CONSIGNE DE TRAVAIL A: Présentez sous forme de liste numérotée les lignes du listing comprises entre celle qui contient « 31L1214 126L1223 168L1288 » et celle qui contient « positive clicks: (1229, 165) (1359, 68) », bornes incluses, en omettant les lignes vides.

TEXTE FOURNI:
Il donne au jeu le nom de go, en chinois tsoyan. Cependant il le considère comme une forme moderne d'un jeu plus ancien.

Dans le I King écrit par Chun de Hantau on dit que le tableau ancien n'avait que dix sept lignes verticales et dix-sept lignes horizontales faisant deux cent vingt-neuf positions ce qui représente soixante et onze positions de moins que sur le tableau actuel. Il ajoute qu'il croit que avant la dynastie de Han et Wei (20 av. J.-C. à 265 A.D.) tous les tableaux étaient ainsi.

Chinois et Japonais ont beaucoup écrit sur ce jeu ; dans le Wei ts'ah tsu', l'auteur dit que « parmi les jouets des temps modernes et des temps anciens il n'y a rien de plus antique que le go (wai ki) et, qu'après le vin et la femme il n'existe rien d'aussi puissant pour perdre les hommes. Si ceux-ci le considèrent comme difficile, alors, même les garçons de village et le peuple le moins instruit peuvent le jouer avec art ; mais, si au contraire on le considère comme étant très facile à jouer, alors même les plus intelligents peuvent l'étudier pendant des générations sans jamais apprendre à le jouer. »

Fig. 1. G. E. MAUGER : Quelques considérations sur les jeux en Chine et leur développement synchronique avec celui de l'empire chinois. Bull. et Mém., Sté d'anthropologie de Paris, t. 6, VIe s., 1915.
Fig. 1.

Le jeu actuel tel qu'il est décrit par M. Culin se joue en Corée sur un tableau (Fig. 1) à trois cent soixante et une positions de croisement constituées par dix-neuf lignes verticales et dix-neuf lignes horizontales, comportant les indications de position déjà notées.

DONNÉES DE LA TÂCHE:
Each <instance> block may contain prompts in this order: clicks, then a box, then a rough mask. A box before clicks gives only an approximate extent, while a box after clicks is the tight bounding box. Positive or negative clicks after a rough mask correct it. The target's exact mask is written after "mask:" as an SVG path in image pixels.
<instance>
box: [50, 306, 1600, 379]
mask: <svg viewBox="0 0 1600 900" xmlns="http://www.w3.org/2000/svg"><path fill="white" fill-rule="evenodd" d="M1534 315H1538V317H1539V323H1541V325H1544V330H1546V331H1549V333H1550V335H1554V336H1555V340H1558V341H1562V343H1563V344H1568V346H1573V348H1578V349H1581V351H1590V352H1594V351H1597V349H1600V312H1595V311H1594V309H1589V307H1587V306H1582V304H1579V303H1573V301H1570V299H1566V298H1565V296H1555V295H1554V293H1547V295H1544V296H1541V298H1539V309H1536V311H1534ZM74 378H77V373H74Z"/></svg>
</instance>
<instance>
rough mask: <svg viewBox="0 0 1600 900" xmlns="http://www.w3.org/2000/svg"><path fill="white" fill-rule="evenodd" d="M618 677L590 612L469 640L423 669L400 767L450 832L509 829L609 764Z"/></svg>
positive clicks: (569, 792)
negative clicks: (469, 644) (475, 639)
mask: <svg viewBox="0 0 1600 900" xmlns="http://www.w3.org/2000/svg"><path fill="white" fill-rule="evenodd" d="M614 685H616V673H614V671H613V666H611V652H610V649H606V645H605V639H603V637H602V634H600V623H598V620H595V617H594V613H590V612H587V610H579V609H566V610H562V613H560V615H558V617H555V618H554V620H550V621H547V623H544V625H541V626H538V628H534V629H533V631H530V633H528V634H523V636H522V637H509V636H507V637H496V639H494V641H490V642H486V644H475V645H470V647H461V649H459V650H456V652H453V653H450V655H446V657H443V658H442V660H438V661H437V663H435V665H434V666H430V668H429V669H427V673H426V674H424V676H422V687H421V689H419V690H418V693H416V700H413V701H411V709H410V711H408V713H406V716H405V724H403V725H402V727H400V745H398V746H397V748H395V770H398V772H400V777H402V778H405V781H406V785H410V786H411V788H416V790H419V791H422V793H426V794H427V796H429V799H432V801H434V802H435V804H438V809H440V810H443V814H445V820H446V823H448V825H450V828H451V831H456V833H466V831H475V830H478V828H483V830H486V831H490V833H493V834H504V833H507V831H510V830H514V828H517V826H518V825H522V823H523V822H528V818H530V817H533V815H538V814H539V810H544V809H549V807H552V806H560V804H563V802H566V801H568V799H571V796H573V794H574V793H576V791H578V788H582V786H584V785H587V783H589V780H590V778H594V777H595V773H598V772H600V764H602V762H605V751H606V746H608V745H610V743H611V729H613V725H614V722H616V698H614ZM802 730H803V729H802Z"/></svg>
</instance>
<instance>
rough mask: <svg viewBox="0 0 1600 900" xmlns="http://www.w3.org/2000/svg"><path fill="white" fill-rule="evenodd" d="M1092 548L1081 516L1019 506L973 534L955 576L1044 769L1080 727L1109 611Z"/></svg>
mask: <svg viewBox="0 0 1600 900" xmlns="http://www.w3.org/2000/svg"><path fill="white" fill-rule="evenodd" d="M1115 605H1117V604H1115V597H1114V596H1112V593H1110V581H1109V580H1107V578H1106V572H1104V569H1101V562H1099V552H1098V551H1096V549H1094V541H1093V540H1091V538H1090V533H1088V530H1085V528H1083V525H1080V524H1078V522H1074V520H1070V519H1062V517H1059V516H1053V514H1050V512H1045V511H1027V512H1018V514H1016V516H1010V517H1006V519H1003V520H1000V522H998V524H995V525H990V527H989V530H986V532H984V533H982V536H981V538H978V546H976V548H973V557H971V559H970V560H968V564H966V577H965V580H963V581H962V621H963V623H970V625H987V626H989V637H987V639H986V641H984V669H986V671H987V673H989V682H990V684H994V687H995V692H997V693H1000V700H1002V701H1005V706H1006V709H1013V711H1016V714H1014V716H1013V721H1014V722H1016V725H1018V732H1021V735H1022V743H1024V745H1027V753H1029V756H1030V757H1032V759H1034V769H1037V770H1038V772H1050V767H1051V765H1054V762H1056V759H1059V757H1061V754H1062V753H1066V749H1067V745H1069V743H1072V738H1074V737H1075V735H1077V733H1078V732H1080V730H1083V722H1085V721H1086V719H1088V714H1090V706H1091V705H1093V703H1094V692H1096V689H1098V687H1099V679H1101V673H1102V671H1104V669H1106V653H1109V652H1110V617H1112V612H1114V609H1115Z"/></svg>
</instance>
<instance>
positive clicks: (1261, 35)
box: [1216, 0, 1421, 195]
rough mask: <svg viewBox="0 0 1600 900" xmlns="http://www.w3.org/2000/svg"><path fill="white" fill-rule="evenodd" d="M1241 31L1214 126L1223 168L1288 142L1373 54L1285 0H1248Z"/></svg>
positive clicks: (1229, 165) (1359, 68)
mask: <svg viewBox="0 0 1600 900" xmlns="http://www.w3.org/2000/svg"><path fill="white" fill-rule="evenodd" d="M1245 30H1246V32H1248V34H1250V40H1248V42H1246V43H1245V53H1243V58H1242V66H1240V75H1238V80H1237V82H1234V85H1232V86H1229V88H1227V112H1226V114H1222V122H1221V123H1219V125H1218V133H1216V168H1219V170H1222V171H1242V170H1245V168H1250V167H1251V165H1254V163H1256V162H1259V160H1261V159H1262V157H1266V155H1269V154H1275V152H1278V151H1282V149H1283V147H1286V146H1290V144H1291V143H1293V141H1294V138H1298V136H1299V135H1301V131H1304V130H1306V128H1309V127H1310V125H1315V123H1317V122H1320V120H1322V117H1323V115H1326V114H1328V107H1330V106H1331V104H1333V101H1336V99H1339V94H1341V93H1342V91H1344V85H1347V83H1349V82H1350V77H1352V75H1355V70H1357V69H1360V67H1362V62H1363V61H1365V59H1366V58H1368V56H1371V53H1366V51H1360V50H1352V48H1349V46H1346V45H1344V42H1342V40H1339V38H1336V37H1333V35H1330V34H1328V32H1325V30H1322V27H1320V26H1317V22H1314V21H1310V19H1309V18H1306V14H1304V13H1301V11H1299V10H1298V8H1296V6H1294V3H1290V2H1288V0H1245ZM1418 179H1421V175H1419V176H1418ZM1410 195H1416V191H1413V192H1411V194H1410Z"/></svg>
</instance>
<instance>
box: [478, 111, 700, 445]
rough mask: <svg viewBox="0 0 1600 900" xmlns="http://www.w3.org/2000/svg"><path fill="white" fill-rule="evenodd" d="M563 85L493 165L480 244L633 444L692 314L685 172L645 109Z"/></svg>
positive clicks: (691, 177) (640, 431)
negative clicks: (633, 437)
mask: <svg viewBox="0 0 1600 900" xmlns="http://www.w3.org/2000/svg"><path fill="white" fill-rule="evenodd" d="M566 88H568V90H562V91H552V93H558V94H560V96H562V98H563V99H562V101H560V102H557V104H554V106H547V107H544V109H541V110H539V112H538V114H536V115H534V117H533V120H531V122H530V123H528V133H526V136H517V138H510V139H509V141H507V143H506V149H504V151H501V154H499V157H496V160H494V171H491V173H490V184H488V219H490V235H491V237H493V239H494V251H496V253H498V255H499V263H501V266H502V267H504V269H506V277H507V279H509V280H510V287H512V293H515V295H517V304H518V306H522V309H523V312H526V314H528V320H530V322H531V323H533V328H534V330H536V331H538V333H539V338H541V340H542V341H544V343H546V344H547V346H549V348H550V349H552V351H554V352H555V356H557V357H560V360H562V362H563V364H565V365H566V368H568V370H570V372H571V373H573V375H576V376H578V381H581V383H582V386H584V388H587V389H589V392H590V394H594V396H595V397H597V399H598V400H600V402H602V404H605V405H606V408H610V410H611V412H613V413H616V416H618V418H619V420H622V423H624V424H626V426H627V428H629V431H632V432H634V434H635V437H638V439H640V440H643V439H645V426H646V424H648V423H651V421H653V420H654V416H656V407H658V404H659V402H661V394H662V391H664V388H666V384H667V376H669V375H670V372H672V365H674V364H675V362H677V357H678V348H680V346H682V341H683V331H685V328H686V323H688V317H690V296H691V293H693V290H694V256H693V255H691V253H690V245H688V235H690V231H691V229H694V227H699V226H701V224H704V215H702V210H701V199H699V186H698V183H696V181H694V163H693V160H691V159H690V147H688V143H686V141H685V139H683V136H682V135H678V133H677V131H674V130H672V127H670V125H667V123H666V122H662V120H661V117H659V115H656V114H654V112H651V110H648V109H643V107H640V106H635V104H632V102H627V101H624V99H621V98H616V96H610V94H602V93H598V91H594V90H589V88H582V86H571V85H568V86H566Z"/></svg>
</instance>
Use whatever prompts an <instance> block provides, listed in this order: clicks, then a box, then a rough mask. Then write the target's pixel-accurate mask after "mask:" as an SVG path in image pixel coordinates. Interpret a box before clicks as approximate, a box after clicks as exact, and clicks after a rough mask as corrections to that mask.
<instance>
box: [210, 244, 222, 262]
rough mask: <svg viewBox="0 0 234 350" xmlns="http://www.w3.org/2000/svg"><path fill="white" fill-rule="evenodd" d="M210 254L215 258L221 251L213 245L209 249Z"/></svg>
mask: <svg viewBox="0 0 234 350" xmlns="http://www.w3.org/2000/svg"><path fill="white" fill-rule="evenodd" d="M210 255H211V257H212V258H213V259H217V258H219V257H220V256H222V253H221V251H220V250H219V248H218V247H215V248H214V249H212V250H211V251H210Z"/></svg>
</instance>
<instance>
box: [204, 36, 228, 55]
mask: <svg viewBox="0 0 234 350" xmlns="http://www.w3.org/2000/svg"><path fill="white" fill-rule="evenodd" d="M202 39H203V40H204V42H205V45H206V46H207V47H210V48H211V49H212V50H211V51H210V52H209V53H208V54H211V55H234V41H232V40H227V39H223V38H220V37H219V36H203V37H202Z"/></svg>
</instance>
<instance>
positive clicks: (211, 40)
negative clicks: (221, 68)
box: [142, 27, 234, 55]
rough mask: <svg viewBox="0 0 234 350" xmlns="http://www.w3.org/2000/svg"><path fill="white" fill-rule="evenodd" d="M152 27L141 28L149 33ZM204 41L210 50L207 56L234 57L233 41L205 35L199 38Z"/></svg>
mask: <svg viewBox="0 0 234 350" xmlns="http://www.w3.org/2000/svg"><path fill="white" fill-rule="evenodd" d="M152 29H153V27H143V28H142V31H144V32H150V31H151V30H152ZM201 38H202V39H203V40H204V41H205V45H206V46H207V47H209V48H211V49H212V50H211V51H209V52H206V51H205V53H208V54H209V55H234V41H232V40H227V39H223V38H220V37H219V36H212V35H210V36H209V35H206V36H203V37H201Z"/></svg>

CONSIGNE DE TRAVAIL B: Recopiez mot pour mot l'intégralité du texte sur le jeu de go.

RÉPONSE ATTENDUE A:
1. rough mask: <svg viewBox="0 0 1600 900" xmlns="http://www.w3.org/2000/svg"><path fill="white" fill-rule="evenodd" d="M1241 31L1214 126L1223 168L1288 142L1373 54L1285 0H1248Z"/></svg>
2. positive clicks: (1229, 165) (1359, 68)

RÉPONSE ATTENDUE B:
Il donne au jeu le nom de go, en chinois tsoyan. Cependant il le considère comme une forme moderne d'un jeu plus ancien.

Dans le I King écrit par Chun de Hantau on dit que le tableau ancien n'avait que dix sept lignes verticales et dix-sept lignes horizontales faisant deux cent vingt-neuf positions ce qui représente soixante et onze positions de moins que sur le tableau actuel. Il ajoute qu'il croit que avant la dynastie de Han et Wei (20 av. J.-C. à 265 A.D.) tous les tableaux étaient ainsi.

Chinois et Japonais ont beaucoup écrit sur ce jeu ; dans le Wei ts'ah tsu', l'auteur dit que « parmi les jouets des temps modernes et des temps anciens il n'y a rien de plus antique que le go (wai ki) et, qu'après le vin et la femme il n'existe rien d'aussi puissant pour perdre les hommes. Si ceux-ci le considèrent comme difficile, alors, même les garçons de village et le peuple le moins instruit peuvent le jouer avec art ; mais, si au contraire on le considère comme étant très facile à jouer, alors même les plus intelligents peuvent l'étudier pendant des générations sans jamais apprendre à le jouer. »

Fig. 1. G. E. MAUGER : Quelques considérations sur les jeux en Chine et leur développement synchronique avec celui de l'empire chinois. Bull. et Mém., Sté d'anthropologie de Paris, t. 6, VIe s., 1915.
Fig. 1.

Le jeu actuel tel qu'il est décrit par M. Culin se joue en Corée sur un tableau (Fig. 1) à trois cent soixante et une positions de croisement constituées par dix-neuf lignes verticales et dix-neuf lignes horizontales, comportant les indications de position déjà notées.